— Start —

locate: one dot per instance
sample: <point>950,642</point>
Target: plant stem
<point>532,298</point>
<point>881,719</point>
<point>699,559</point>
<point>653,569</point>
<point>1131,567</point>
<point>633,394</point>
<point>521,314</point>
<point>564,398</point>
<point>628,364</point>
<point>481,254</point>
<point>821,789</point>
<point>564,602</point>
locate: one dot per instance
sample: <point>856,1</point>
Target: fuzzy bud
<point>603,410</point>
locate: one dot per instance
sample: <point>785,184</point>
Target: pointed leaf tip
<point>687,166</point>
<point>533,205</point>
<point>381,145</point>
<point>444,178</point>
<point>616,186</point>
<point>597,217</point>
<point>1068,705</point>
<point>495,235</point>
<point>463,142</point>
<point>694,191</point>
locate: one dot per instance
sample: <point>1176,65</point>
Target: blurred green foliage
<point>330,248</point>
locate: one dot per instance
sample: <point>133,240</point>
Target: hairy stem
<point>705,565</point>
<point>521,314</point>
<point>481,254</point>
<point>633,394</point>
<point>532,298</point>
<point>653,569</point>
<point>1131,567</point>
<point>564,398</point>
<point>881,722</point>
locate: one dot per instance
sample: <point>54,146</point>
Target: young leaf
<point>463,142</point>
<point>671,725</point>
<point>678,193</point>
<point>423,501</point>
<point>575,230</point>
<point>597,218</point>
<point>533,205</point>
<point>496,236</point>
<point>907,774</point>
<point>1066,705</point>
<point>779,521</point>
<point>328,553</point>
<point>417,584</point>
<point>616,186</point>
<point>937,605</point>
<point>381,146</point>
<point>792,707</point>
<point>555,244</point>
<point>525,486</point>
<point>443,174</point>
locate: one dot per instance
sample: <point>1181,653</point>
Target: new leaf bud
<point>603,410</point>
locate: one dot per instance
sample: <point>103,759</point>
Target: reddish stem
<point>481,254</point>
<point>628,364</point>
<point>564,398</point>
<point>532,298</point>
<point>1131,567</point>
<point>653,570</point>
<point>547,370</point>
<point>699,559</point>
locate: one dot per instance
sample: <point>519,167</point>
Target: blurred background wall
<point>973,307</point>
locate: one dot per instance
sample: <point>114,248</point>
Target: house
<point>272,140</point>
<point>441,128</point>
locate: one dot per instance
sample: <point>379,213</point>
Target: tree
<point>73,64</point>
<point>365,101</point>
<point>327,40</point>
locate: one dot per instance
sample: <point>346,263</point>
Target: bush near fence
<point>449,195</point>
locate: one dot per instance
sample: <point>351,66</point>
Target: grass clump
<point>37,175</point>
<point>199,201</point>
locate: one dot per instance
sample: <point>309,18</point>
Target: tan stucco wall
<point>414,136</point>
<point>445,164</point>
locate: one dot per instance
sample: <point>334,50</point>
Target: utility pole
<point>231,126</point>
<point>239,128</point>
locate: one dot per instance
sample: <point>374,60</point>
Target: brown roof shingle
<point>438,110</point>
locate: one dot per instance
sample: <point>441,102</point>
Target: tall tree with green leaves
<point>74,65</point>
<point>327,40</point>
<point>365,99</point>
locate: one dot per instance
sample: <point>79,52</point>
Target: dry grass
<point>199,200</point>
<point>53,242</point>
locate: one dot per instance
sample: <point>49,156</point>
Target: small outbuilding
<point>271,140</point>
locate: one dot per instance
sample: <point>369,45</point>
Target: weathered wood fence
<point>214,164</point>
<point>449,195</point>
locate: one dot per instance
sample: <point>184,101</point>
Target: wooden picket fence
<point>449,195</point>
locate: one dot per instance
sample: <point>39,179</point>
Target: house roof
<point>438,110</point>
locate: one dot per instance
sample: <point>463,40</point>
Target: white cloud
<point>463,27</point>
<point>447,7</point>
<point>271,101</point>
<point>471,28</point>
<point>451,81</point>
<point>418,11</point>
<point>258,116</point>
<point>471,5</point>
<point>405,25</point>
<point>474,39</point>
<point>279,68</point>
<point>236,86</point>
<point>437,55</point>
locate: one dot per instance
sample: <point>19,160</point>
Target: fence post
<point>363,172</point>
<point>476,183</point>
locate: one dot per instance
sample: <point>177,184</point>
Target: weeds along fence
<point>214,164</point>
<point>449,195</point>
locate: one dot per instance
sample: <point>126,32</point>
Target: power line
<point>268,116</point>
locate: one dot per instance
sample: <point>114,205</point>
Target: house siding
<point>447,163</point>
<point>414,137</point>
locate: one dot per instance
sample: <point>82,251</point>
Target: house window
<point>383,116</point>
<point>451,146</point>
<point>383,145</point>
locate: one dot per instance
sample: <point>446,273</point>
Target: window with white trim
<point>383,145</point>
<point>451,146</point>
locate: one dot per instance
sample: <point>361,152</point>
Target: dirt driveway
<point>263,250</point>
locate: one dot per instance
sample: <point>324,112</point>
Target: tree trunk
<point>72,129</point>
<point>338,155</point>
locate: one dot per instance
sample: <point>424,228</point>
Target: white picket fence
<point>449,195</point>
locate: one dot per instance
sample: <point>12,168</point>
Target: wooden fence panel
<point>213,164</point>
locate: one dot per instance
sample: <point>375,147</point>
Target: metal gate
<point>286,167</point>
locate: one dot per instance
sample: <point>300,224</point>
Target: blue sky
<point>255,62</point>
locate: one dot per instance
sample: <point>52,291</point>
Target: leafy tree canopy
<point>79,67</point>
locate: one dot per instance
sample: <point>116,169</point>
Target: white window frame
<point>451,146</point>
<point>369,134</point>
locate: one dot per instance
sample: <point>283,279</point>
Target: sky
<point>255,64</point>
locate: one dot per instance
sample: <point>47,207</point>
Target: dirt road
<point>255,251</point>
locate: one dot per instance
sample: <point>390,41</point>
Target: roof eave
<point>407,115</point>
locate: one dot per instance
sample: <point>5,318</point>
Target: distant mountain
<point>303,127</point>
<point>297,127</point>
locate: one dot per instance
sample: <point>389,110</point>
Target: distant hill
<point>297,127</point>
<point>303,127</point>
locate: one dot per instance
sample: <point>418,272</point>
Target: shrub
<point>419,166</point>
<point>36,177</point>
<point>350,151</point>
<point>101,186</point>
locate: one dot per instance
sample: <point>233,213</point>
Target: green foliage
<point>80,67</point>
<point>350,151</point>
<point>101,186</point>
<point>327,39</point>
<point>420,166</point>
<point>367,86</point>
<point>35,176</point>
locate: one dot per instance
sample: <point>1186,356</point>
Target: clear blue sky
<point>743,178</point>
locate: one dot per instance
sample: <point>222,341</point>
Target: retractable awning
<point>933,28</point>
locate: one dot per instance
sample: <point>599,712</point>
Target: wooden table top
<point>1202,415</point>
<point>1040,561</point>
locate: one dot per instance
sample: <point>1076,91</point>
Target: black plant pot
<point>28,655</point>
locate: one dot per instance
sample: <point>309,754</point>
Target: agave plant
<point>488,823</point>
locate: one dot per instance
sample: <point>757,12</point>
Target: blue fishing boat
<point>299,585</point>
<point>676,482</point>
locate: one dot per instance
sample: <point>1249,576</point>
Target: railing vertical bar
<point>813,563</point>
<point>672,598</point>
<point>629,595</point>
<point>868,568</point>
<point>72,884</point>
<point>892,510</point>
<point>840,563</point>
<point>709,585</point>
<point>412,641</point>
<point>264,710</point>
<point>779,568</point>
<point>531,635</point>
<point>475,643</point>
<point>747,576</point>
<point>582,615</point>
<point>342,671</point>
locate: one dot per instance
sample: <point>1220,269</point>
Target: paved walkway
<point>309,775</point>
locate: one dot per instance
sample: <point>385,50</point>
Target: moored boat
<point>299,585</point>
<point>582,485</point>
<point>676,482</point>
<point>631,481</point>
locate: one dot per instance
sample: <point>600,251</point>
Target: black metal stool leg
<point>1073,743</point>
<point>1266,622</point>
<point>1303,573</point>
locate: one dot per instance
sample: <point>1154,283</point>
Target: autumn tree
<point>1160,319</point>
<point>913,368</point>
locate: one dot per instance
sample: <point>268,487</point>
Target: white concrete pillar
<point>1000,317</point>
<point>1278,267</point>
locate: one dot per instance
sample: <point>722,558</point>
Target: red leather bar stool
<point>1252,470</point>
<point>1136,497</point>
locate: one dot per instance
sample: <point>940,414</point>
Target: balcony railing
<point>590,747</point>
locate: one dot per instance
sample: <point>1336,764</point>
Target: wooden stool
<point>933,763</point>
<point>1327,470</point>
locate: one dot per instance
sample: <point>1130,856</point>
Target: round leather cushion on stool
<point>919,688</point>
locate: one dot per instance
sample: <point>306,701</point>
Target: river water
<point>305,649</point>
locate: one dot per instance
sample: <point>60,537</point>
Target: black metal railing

— End —

Locate each line in the items above that contains the word "wooden" and copy those lines out. Treat uppercase and lowercase as different.

[COMPLETED TASK]:
Target: wooden picket fence
Target: wooden fence panel
Target: wooden table top
Target: wooden stool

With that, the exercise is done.